▶ [Problems and tasks]
a: Answer these questions using the passage about the Argentine lake:
(i) In which part of which province is the Ojo de Agua Uriburu lake located?
(ii) How deep was the lake in December 2012?
(iii) How many other lakes in the region have been studied as they dry?
b: Print the part of the passage about the Argentine lake between "This study is" and "of paramount interest.", inclusive.

>> BEGIN Provided text

This study is the first that documents the changes that occurred in an Argentine lake that reached hypersalinity. Comparison with existing data for other systems, confirms the remarkable variation in the ecology of saline lakes in the semiarid central region of Argentina. Therefore further studies are necessary to better understand the scarcely known ecological aspects of the filling and drying of a variety of water bodies, which may differ in their dynamics despite having similar characteristics.
Conclusions
The lakes in Central Argentina are temporary because they are strongly influenced by wet and dry climate cycles. Most of their ecological aspects have been studied during periods of relative stability; however, the dynamics that emerge as these lakes are being filled and dried constitute little studied scenarios of paramount interest.
The Ojo de Agua Uriburu lake, located in eastern La Pampa province, is in an arheic basin fed by phreatic inputs and rainfall. In December 2012, its depth was 0.7 m and its salinity was close to 16 g L-1. In July 2 013, its depth decreased to 0.06 m and its salinity increased to above 92 g L-1 before the lake dried up completely.
A total of six halotolerant species account for the zooplankton richness in the Ojo de Agua Uriburu Lake. Two of these six species, dominant in the lake, are the endemic, neotropical crustaceans Boeckella poopoensis and Moina eugeniae.
Currently, only two other lakes in the region have been studied as they dry. Their salinity is lower and their species richness is higher. In the light of the present study, it is safe to assume that there is high variation in the ecology of saline lakes in the central region of Argentina. Therefore, establishing generalizations about their dynamics is relatively difficult, and more studies should be conducted on this topic.

>> END Provided text
>> BEGIN Material shown

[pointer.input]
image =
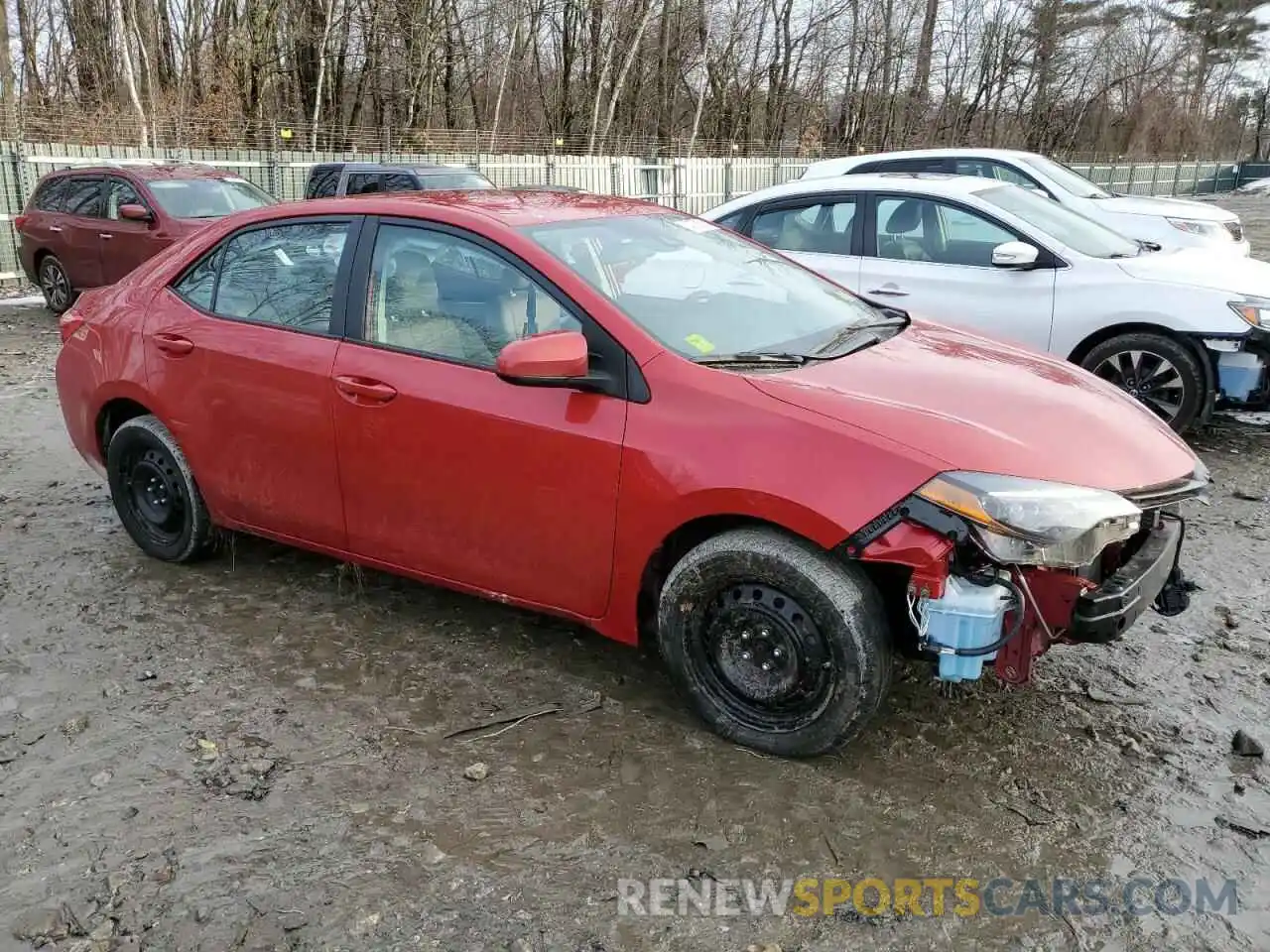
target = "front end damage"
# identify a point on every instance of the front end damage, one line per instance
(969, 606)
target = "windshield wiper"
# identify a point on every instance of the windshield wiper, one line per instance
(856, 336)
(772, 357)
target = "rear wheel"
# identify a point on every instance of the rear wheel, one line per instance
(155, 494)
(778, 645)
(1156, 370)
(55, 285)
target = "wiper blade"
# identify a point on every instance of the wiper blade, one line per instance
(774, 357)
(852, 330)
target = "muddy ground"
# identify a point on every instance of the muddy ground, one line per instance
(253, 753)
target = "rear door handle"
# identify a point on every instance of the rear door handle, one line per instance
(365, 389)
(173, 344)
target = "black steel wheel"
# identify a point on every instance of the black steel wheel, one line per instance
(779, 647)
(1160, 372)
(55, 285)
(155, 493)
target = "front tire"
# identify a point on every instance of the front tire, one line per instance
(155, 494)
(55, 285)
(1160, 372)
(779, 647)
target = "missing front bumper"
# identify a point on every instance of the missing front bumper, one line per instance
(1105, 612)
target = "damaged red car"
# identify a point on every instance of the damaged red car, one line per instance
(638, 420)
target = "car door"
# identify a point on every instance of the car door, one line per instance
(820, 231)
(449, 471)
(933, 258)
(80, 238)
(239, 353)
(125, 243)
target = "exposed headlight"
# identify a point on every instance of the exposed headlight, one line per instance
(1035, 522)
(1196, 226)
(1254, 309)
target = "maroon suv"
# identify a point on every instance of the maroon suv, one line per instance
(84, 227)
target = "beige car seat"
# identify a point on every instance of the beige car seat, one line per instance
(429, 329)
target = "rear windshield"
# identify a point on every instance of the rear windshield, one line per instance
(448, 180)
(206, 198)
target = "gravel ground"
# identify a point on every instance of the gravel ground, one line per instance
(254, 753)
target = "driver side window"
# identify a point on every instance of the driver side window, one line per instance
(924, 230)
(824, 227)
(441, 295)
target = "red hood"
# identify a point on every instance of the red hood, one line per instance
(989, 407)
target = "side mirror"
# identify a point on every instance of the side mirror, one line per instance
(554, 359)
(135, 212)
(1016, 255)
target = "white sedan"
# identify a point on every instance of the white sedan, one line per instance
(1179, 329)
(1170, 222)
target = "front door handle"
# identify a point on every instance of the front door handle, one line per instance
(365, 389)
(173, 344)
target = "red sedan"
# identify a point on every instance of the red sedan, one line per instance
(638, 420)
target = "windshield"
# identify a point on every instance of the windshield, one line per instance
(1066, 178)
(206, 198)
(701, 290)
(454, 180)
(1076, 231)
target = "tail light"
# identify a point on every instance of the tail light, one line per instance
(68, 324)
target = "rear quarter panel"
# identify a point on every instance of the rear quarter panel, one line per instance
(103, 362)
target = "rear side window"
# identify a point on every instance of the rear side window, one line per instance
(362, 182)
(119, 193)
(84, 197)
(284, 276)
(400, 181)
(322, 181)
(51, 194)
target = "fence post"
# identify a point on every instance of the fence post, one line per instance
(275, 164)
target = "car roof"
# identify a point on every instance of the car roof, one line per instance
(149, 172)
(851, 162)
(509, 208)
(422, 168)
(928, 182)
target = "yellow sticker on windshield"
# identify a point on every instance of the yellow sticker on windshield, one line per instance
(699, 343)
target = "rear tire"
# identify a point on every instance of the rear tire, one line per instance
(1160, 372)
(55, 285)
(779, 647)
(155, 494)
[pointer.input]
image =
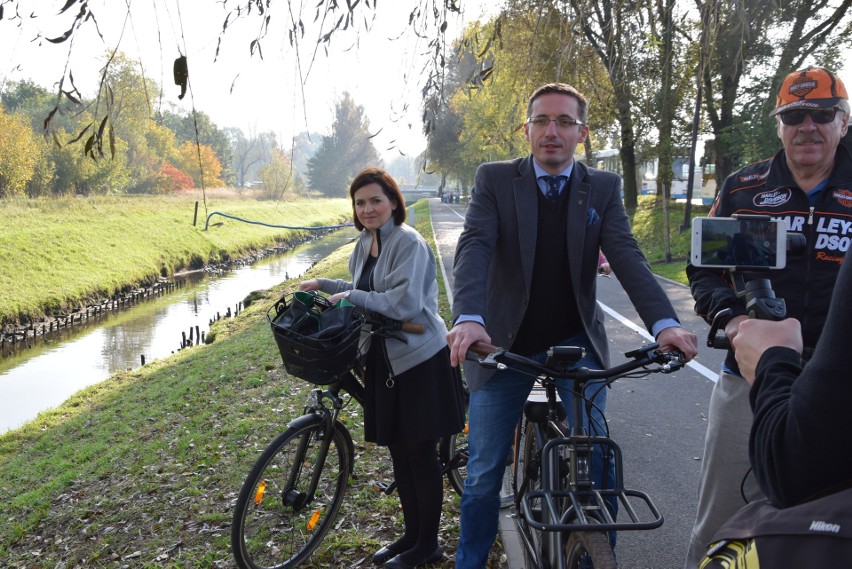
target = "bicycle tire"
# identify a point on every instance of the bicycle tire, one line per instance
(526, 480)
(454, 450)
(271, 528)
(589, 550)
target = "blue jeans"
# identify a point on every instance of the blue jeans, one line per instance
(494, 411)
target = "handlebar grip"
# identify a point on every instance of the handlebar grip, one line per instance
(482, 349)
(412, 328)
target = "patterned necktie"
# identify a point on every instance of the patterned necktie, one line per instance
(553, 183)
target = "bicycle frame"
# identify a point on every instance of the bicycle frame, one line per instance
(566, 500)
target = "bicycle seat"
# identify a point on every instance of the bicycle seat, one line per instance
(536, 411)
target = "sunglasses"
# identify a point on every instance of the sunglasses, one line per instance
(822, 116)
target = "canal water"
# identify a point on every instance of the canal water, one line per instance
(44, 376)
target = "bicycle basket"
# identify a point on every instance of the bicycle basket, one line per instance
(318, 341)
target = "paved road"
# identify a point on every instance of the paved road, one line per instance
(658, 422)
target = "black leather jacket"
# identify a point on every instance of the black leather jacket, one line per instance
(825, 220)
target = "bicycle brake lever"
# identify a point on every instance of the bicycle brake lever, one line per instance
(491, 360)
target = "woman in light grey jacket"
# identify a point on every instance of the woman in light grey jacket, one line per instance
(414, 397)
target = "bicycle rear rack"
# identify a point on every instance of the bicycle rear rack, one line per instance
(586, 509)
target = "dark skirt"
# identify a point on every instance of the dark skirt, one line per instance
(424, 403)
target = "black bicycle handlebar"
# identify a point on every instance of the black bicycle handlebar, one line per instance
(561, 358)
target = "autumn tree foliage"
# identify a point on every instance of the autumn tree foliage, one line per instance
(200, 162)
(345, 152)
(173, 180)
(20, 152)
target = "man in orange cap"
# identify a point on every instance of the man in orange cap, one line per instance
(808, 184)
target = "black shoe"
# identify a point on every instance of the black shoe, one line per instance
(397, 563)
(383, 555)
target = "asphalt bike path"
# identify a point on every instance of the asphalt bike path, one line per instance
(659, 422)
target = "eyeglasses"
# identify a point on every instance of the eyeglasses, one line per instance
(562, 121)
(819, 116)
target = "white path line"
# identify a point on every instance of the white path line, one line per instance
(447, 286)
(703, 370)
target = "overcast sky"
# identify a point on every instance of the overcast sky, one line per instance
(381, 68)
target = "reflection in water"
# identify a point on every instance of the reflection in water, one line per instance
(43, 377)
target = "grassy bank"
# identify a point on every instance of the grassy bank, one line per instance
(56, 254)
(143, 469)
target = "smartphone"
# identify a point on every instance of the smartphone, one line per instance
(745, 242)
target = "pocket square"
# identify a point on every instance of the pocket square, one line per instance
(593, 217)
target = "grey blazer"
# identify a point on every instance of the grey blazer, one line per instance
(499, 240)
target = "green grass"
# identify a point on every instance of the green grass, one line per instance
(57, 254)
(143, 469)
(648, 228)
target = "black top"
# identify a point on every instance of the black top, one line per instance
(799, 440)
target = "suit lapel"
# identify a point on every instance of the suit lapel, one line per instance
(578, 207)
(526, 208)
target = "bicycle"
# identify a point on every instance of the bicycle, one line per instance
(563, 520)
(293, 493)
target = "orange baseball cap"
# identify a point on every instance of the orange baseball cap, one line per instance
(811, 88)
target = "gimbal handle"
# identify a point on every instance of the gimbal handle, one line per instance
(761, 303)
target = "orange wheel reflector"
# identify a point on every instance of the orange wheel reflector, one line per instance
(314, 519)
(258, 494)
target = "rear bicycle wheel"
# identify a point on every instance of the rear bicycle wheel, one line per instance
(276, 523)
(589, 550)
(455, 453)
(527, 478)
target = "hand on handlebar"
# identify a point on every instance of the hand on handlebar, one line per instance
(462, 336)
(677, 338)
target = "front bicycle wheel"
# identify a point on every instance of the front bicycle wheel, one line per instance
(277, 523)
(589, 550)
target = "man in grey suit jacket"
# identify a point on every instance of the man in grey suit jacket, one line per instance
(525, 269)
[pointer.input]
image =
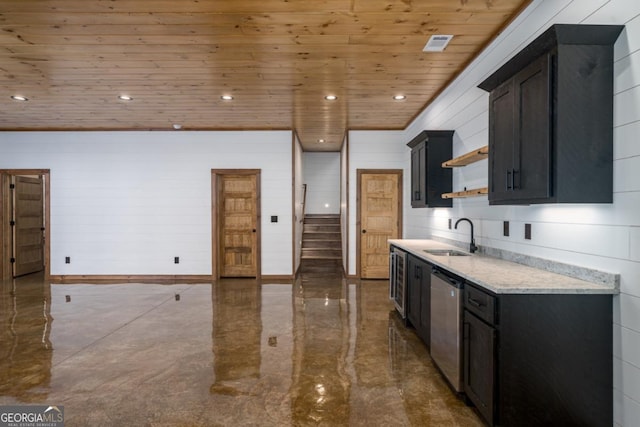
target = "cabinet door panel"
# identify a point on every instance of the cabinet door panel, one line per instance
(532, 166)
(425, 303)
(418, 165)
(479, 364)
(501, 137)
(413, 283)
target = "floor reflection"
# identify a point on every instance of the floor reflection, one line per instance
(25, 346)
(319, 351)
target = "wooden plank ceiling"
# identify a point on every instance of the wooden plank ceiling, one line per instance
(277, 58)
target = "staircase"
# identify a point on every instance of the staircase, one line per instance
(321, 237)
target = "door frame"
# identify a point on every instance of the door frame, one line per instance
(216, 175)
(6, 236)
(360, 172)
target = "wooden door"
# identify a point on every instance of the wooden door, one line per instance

>> END Material shown

▶ [Solved problems]
a:
(i) Eastern La Pampa province
(ii) 0.7 m
(iii) Two

b:
This study is the first that documents the changes that occurred in an Argentine lake that reached hypersalinity. Comparison with existing data for other systems, confirms the remarkable variation in the ecology of saline lakes in the semiarid central region of Argentina. Therefore further studies are necessary to better understand the scarcely known ecological aspects of the filling and drying of a variety of water bodies, which may differ in their dynamics despite having similar characteristics.
Conclusions
The lakes in Central Argentina are temporary because they are strongly influenced by wet and dry climate cycles. Most of their ecological aspects have been studied during periods of relative stability; however, the dynamics that emerge as these lakes are being filled and dried constitute little studied scenarios of paramount interest.